Assigned task:
Rewrite the lines below as a JSON list of strings, with one string per line and blank lines omitted. Leave the pictures out of the list.

Materials provided:
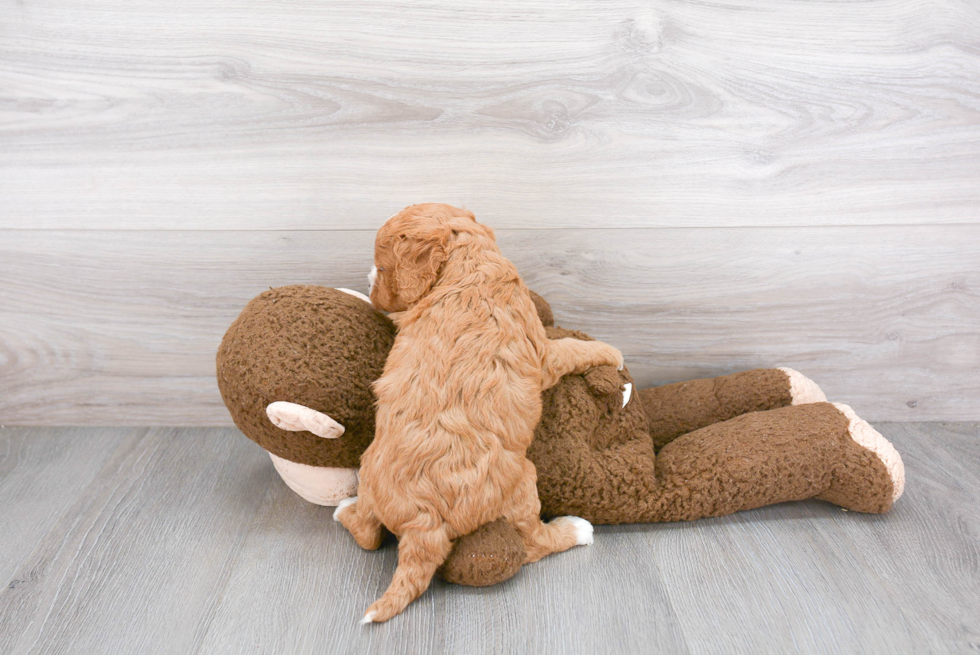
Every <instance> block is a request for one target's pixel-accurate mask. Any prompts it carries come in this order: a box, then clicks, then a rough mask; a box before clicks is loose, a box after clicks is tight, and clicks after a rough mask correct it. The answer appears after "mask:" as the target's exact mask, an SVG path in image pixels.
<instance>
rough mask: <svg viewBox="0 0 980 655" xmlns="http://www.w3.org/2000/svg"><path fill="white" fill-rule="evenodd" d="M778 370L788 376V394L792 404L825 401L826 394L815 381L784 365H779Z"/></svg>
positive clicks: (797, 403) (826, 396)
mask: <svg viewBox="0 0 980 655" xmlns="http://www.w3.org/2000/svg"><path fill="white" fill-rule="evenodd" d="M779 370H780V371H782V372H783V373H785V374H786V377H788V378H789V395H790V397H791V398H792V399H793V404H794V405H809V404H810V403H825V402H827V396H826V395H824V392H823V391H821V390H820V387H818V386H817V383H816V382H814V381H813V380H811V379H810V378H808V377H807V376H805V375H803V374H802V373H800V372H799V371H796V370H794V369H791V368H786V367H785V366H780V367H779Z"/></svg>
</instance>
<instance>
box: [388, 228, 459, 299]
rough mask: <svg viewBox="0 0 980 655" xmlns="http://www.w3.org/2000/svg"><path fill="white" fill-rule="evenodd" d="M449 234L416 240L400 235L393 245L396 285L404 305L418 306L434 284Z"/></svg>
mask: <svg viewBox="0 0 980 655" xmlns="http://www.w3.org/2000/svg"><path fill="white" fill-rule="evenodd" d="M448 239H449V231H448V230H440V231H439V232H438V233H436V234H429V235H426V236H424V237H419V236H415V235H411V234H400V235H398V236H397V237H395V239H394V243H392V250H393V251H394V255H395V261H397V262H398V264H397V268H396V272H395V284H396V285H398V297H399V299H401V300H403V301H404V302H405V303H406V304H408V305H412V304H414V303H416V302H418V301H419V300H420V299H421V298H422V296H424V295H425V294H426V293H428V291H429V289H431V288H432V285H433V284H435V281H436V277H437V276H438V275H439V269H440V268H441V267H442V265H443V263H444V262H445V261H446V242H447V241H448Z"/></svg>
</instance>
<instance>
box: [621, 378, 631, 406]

Reply:
[
  "Every <instance> block is a request for one target's pixel-accurate mask. Any prompts it carries come in this order: a box, then clicks, then a rough mask; a box before clicks is loose, a box after clicks is tight, and clicks after a rough mask correct it. The answer appears after \"mask:\" as the target's exact mask, an SVG path in image pixels.",
  "<instance>",
  "rough mask: <svg viewBox=\"0 0 980 655\" xmlns=\"http://www.w3.org/2000/svg\"><path fill=\"white\" fill-rule=\"evenodd\" d=\"M778 370L788 376V394L792 404L825 401L826 394L815 381L784 365H779Z\"/></svg>",
  "positive clicks: (797, 403) (826, 396)",
  "mask: <svg viewBox=\"0 0 980 655\" xmlns=\"http://www.w3.org/2000/svg\"><path fill=\"white\" fill-rule=\"evenodd\" d=\"M779 370H780V371H782V372H783V373H785V374H786V377H788V378H789V395H790V397H791V398H792V399H793V404H794V405H809V404H810V403H825V402H827V396H826V395H824V392H823V391H821V390H820V387H818V386H817V383H816V382H814V381H813V380H811V379H810V378H808V377H807V376H805V375H803V374H802V373H800V372H799V371H796V370H794V369H791V368H786V367H785V366H780V367H779Z\"/></svg>",
  "</instance>",
  "<instance>",
  "box: [388, 228, 459, 299]",
  "rough mask: <svg viewBox=\"0 0 980 655\" xmlns=\"http://www.w3.org/2000/svg\"><path fill=\"white\" fill-rule=\"evenodd\" d=\"M449 234L416 240L400 235L393 245L396 285L404 305L418 306L434 284Z\"/></svg>",
  "mask: <svg viewBox=\"0 0 980 655\" xmlns=\"http://www.w3.org/2000/svg\"><path fill=\"white\" fill-rule=\"evenodd\" d=\"M448 239H449V231H448V230H440V231H439V232H438V233H436V234H429V235H426V236H424V237H419V236H415V235H411V234H400V235H398V236H397V237H395V239H394V243H392V250H393V251H394V255H395V261H397V262H398V264H397V268H396V272H395V284H396V285H398V297H399V299H401V300H403V301H404V302H405V303H406V304H408V305H412V304H414V303H416V302H418V301H419V300H420V299H421V298H422V296H424V295H425V294H426V293H428V291H429V289H431V288H432V285H433V284H435V281H436V277H437V276H438V275H439V269H440V268H441V267H442V265H443V263H444V262H445V261H446V242H447V241H448Z\"/></svg>",
  "</instance>",
  "<instance>",
  "box: [621, 378, 631, 406]"
]